Each entry should appear in the answer exactly as written.

───── Provided records

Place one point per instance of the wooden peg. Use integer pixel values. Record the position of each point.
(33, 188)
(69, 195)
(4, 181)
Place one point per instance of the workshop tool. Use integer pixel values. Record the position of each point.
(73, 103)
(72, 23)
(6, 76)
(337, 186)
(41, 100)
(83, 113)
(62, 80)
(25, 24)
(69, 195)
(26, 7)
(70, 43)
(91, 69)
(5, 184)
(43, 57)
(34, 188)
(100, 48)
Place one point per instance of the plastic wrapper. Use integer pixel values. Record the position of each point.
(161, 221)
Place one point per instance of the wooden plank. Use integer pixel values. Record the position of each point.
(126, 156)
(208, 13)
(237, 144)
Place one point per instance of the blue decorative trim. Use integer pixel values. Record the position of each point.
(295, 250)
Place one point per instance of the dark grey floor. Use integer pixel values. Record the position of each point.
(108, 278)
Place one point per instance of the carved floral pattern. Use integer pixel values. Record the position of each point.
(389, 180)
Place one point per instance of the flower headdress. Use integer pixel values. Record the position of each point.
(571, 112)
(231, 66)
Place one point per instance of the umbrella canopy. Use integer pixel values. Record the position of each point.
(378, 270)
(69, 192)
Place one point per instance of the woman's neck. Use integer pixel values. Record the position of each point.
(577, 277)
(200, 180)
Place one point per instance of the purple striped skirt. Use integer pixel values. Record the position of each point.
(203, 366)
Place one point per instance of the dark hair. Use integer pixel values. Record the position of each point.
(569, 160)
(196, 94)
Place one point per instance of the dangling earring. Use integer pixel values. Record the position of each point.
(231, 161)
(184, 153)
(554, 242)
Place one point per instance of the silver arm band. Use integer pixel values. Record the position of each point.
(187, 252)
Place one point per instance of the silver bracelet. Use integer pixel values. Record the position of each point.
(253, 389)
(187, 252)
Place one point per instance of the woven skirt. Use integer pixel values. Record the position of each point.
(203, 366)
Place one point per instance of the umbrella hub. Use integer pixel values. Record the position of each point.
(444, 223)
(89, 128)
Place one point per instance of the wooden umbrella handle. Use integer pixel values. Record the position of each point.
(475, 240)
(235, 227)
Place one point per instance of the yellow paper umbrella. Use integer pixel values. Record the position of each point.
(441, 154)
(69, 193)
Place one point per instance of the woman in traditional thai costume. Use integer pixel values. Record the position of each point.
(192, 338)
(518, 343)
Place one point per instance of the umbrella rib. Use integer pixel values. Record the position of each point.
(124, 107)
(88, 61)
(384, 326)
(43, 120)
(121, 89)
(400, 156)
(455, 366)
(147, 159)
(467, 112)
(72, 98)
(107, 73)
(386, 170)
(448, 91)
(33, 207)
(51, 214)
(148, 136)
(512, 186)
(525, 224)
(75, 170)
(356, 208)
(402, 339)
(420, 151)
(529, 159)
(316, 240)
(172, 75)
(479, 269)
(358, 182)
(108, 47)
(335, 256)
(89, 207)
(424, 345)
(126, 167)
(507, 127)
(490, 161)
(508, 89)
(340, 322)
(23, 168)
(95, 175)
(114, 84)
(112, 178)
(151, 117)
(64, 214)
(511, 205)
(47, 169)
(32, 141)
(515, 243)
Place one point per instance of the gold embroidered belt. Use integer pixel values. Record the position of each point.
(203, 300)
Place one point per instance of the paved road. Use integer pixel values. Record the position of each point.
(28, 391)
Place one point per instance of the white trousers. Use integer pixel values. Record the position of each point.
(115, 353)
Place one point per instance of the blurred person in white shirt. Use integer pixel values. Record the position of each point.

──────────

■ Output for this exercise
Place one point per instance of the wooden peg. Use integer pixel values. Record the position of each point.
(33, 188)
(69, 195)
(4, 181)
Place one point per instance of the workshop tool. Use integer pixel values. Record the position of each point.
(73, 103)
(72, 23)
(6, 76)
(337, 186)
(41, 100)
(83, 113)
(62, 80)
(25, 24)
(69, 195)
(26, 7)
(70, 43)
(91, 69)
(5, 184)
(43, 57)
(34, 188)
(100, 48)
Place one point per instance of the plastic wrapper. Use integer pixel values. Record the position of each point.
(161, 221)
Place one point per instance of the wooden plank. Use integer pixel values. Record the position of each point.
(126, 156)
(208, 13)
(237, 144)
Place one point per instance of the blue decorative trim. Use integer pixel values. Record the position of each point.
(295, 250)
Place one point per instance of the dark grey floor. Use integer pixel values. Record the position of each point.
(108, 278)
Place one point per instance of the carved floral pattern. Use integer pixel values. Record the position of each point.
(389, 180)
Place one point per instance of the flower headdress. Use integer pixel values. Record the position of each point.
(571, 112)
(231, 66)
Place one point per instance of the umbrella canopy. Use integer pixel values. Record the position of each point.
(378, 270)
(69, 192)
Place one point per instance of the woman's neck. Use integer pixel values. Record the position of each point.
(577, 277)
(200, 180)
Place one point per instance of the purple striped skirt. Use integer pixel values. Record the position of each point.
(203, 366)
Place one point per instance of the dark hair. Use integer pixel values. Record the position of each point.
(569, 160)
(196, 94)
Place one point per instance of the dangling earring. Use integer pixel values. Record the position of each point.
(231, 161)
(184, 153)
(554, 242)
Place one point per instance of the silver arm band. Use integer pixel values. Record the position of each point.
(187, 252)
Place one point per instance of the silver bracelet. Use integer pixel values. Record the position of each point.
(253, 389)
(187, 252)
Place one point per instance of the woven skirt. Use integer pixel values. Record the position of each point.
(203, 366)
Place one point per instance of the umbrella hub. Use integer pixel values. Record the position of each point.
(444, 223)
(89, 128)
Place one point per instance of the wooden umbrella handle. Use integer pixel values. Record the position of each point.
(475, 240)
(235, 227)
Place one point per instance of the yellow paper umbrella. Use integer pixel values. Record the position of each point.
(441, 154)
(69, 193)
Place one point per instance of the woman in traditional thai costume. Use integer pixel values. Record the position of each point.
(192, 338)
(518, 343)
Place one point per instance of the umbrella rib. Use integer pixel values. Record the position of each point.
(124, 107)
(88, 61)
(384, 326)
(43, 120)
(121, 89)
(400, 156)
(455, 366)
(147, 159)
(467, 112)
(72, 98)
(107, 73)
(386, 170)
(448, 91)
(33, 207)
(51, 214)
(148, 136)
(512, 186)
(525, 224)
(75, 170)
(356, 208)
(402, 339)
(420, 151)
(529, 159)
(316, 240)
(172, 75)
(479, 269)
(358, 182)
(108, 47)
(335, 256)
(89, 207)
(424, 345)
(126, 167)
(507, 127)
(490, 161)
(508, 89)
(340, 322)
(23, 168)
(95, 175)
(114, 84)
(112, 178)
(151, 117)
(64, 214)
(511, 205)
(47, 169)
(32, 141)
(515, 243)
Place one point per instance of the gold embroidered belt. Use integer pixel values. Record the position of each point.
(203, 300)
Place one point per instance of the paved road. Use integer pixel values. Record the position of each point.
(28, 391)
Place one point per instance of the white trousers. Use integer pixel values. Record the position of each point.
(115, 353)
Place one point per instance of the blurred person in white shirt. Use integer pixel values. Record the position of each point.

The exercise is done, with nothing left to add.